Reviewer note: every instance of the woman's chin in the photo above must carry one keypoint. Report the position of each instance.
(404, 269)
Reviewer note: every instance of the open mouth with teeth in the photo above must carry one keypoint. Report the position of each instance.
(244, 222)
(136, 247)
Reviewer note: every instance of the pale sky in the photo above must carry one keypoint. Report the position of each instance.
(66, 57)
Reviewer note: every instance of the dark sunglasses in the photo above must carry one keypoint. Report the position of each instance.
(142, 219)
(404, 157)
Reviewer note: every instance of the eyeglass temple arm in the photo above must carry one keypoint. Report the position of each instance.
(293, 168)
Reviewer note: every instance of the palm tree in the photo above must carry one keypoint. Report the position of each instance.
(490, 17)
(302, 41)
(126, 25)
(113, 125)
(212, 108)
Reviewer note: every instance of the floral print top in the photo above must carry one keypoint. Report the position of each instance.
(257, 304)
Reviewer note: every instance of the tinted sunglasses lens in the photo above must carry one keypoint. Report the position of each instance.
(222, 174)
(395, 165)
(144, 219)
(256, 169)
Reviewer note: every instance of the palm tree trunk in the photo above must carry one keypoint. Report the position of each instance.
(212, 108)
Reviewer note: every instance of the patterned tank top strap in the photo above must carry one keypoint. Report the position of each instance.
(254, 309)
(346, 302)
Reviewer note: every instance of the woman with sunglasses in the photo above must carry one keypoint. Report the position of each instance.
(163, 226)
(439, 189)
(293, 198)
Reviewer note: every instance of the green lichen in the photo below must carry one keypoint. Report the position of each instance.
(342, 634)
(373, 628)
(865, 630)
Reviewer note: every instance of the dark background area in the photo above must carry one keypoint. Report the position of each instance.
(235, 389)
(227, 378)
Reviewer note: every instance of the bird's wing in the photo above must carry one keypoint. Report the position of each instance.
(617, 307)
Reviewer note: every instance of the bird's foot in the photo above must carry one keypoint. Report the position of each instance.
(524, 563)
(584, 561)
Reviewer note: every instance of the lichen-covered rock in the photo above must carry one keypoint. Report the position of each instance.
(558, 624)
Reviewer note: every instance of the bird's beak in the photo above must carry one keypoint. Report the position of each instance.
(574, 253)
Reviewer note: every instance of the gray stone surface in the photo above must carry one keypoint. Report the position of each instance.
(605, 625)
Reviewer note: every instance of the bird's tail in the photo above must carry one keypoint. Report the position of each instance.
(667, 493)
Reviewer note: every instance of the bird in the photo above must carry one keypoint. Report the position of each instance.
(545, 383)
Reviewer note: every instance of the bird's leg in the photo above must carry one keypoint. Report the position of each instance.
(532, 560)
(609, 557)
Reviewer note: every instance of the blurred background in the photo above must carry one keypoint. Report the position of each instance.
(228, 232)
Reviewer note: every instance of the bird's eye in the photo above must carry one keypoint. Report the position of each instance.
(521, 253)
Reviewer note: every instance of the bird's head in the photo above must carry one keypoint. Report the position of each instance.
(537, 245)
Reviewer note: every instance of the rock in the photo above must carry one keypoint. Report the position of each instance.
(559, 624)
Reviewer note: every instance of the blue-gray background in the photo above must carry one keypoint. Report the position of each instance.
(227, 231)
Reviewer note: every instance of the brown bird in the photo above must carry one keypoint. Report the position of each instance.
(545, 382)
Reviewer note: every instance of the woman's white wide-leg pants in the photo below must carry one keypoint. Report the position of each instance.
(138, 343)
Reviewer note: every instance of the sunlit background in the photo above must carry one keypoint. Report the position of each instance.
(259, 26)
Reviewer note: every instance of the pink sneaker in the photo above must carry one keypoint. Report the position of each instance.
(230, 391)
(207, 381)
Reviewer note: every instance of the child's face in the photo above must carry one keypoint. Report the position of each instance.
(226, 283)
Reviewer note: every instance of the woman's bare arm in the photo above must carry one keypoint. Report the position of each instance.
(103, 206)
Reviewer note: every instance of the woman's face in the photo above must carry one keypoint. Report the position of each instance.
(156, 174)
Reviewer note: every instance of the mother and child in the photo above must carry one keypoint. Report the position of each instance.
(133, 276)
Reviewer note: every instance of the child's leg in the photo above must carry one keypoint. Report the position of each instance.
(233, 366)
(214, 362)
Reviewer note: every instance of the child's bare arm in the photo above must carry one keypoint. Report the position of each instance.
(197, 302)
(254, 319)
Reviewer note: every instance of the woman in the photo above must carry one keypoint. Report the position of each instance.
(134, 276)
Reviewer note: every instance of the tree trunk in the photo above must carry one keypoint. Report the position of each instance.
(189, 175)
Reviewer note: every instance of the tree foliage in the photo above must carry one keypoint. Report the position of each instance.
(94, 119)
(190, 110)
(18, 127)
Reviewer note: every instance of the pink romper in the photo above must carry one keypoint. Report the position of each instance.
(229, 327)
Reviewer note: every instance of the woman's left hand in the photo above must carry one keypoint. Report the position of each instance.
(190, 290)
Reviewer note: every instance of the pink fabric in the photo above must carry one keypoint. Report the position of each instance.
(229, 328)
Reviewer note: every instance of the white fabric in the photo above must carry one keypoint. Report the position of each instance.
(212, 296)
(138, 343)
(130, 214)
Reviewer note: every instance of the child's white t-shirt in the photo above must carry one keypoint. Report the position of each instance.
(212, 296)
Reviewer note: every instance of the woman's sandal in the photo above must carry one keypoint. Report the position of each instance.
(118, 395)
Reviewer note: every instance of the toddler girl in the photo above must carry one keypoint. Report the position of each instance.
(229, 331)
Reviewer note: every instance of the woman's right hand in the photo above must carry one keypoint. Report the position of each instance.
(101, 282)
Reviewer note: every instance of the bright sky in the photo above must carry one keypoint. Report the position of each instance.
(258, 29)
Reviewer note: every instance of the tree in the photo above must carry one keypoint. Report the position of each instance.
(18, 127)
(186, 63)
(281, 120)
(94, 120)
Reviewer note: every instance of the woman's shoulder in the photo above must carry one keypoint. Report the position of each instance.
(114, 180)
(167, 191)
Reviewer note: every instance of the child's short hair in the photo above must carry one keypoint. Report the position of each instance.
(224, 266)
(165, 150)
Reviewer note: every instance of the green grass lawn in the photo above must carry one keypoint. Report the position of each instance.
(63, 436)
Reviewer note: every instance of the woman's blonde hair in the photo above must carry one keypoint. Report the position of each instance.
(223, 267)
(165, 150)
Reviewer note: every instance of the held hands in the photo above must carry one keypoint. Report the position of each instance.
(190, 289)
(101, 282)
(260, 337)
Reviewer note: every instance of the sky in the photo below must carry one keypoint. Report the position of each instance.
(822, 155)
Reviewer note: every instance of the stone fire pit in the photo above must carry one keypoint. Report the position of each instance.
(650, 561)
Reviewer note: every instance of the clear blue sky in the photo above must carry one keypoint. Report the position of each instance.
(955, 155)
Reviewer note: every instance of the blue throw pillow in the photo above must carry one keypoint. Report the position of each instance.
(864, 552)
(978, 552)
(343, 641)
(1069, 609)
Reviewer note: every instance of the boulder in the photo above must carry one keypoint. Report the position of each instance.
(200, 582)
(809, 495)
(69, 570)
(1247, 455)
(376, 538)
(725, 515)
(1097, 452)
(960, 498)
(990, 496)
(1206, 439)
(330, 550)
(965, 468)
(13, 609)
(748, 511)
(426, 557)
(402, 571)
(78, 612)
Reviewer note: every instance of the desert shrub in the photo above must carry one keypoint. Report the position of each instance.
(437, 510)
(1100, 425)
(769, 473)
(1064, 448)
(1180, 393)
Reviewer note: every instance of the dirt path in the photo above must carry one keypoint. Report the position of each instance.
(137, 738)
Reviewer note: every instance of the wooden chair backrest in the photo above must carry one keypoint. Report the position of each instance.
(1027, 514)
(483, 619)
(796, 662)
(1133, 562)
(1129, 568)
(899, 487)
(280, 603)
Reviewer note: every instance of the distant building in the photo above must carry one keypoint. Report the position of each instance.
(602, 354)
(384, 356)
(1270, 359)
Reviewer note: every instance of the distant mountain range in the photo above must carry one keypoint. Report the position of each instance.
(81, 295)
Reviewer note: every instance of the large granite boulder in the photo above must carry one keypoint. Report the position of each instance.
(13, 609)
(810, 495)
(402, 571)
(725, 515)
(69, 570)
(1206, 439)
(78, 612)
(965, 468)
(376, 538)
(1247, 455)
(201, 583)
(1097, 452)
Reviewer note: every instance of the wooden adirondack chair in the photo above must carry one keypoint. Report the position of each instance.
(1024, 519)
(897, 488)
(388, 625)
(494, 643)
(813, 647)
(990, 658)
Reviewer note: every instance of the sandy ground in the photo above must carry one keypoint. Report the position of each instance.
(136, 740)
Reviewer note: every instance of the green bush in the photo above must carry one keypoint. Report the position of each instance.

____

Convert the rows from the line with "Reviewer note: every instance of the child's short" up to and including the line with "(1069, 609)" into a two-column CSV headed note and points. Give one CSV line per row, with each field quoted and any line breaks replaced by spaces.

- _Problem solution_:
note,points
"Reviewer note: every instance of the child's short hair in the photo above must carry one keypoint. Report the position of each instance.","(224, 266) (165, 150)"
"Reviewer note: every instance of the green grass lawn in the photo above must carry one keypoint. Report the position of each instance.","(63, 436)"
"Reviewer note: every instance of the woman's blonde hair in the photo above must carry one keypoint. Report the position of each instance.","(223, 267) (165, 150)"
"Reviewer note: every instance of the held hands in the photo above must carry one keypoint. Report the position of each instance.","(190, 289) (101, 282) (260, 337)"
"Reviewer note: every instance of the sky in the photo below must carry one keypoint. Report the position of each instance.","(822, 155)"
"Reviewer note: every instance of the stone fire pit in the photo above must carry one keypoint. Report the position of each instance.","(650, 561)"
"Reviewer note: every instance of the clear blue sky in the photo above must carry one keypoint. Report the position of each instance.","(955, 155)"
"Reviewer note: every instance of the blue throw pillow in the photo above must carry one keypoint. Report the position of each instance.","(864, 552) (978, 552) (343, 641) (1069, 609)"